SELECTION:
_____

The global appreciation of the visual, aural or conceptual similarity of the marks in question must be based on the overall impression given by the marks, bearing in mind, in particular, their distinctive and dominant components (11/11/1997, C‑251/95, Sabèl, EU:C:1997:528, § 23).
The unitary character of the European Union trade mark means that an earlier European Union trade mark can be relied on in opposition proceedings against any application for registration of a European Union trade mark that would adversely affect the protection of the first mark, even if only in relation to the perception of consumers in part of the European Union (18/09/2008, C‑514/06 P, Armafoam, EU:C:2008:511, § 57). Therefore, a likelihood of confusion for only part of the relevant public of the European Union is sufficient to reject the contested application.
The contested sign is the word mark ‘myT’. The earlier marks are figurative marks composed of a verbal element ‘mitt’, depicted in stylised lower-case letters, with the letters ‘mi’ in black and ‘tt’ in orange. The applicant claims that, due to the stylisation of the letters ‘tt’, the relevant public may perceive the earlier marks as ‘miH’. Although it cannot be excluded that part of the relevant consumers may see the letter ‘H’ in the earlier marks, taking into account the position of the horizontal bar (which is not in the middle as is usual for the upper-case letter ‘H’), the Opposition Division considers that a significant part of the relevant public will perceive the earlier marks as ‘mitt’ with two lower-case letters ‘t’ joined together. Since this part of the public is more likely to confuse the signs due to the presence of the letter(s) ‘T’ in both of them, the Opposition Division will focus the assessment of similarity and likelihood of confusion on the part of the public that will perceive the contested sign as ‘mitt’, without considering any other possible perceptions.

_____

WHAT NEEDS TO BE DONE:
Carry on the passage comparing the trade marks 'myT' and 'mitt', picking up right after its final sentence.

DATA EXTRACT:
_____

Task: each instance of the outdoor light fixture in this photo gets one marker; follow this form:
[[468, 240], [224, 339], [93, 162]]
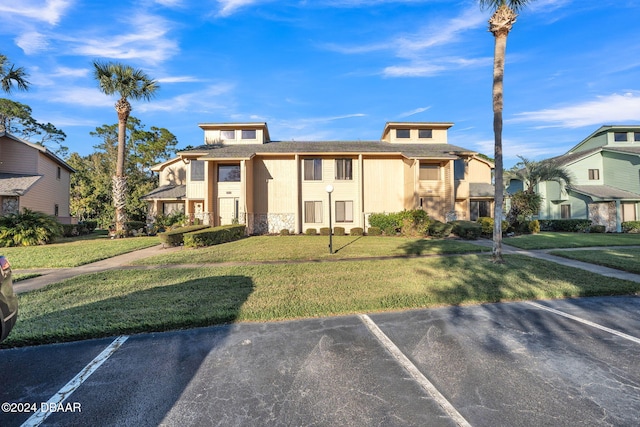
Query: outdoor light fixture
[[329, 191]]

_____

TASK OUTPUT:
The verbal element ‘mitt’ of the earlier marks may be perceived, for example, by the English-speaking public, as referring to ‘a covering for the hand which leaves the fingers and thumb exposed; a fingerless glove, spec. one worn by women in the 18th and 19th cent.’ or, as pointed out by the applicant, as ‘mitten’ meaning ‘a glove’ (information extracted from Oxford English Dictionary on 06/11/2020 at https://www.oed.com/view/Entry/120321?rskey=UPIabs&result=1#eid). The applicant claims that when perceived as such, the verbal element ‘mitt’ is weak, since the meaning of ‘gloves’ refers to the idea of motorised vehicles, particularly motorcycles. However, contrary to the applicant’s assertions, the Opposition Division does not consider that the reference to clothing articles (‘gloves’) impairs in any way the distinctiveness of the earlier marks with respect to the relevant goods in Class 12.
As regards the Spanish-speaking part of the public, since the English word ‘mitt’ is not a basic English word, it cannot be generally assumed that it will be understood by the relevant Spanish-speaking consumers. However, it cannot be excluded that, due to the colours in which the earlier marks are depicted, at least part of the public may split them into the meaningful element ‘mi’, meaning ‘my’ in Spanish, and the two letters ‘tt’. The rest of the public will perceive the verbal element ‘mitt’ as one meaningless word. In any case, the verbal element ‘mitt’ does not directly refer or allude to any characteristics of the goods in question and, therefore, has an average degree of distinctiveness.
According to the applicant, the contested sign ‘myT’ will be seen as a combination of the word ‘my’ meaning ‘mine’ and the letter ‘T’, which, by its shape, represents the handlebars of a scooter (trottinette). Therefore, in the applicant’s opinion, the contested sign will be understood by the relevant public as conveying the meaning of ‘my scooter’. In addition, the applicant claims that even Spanish-speaking consumers will perceive the contested sign in this way, as it is composed of simple English words.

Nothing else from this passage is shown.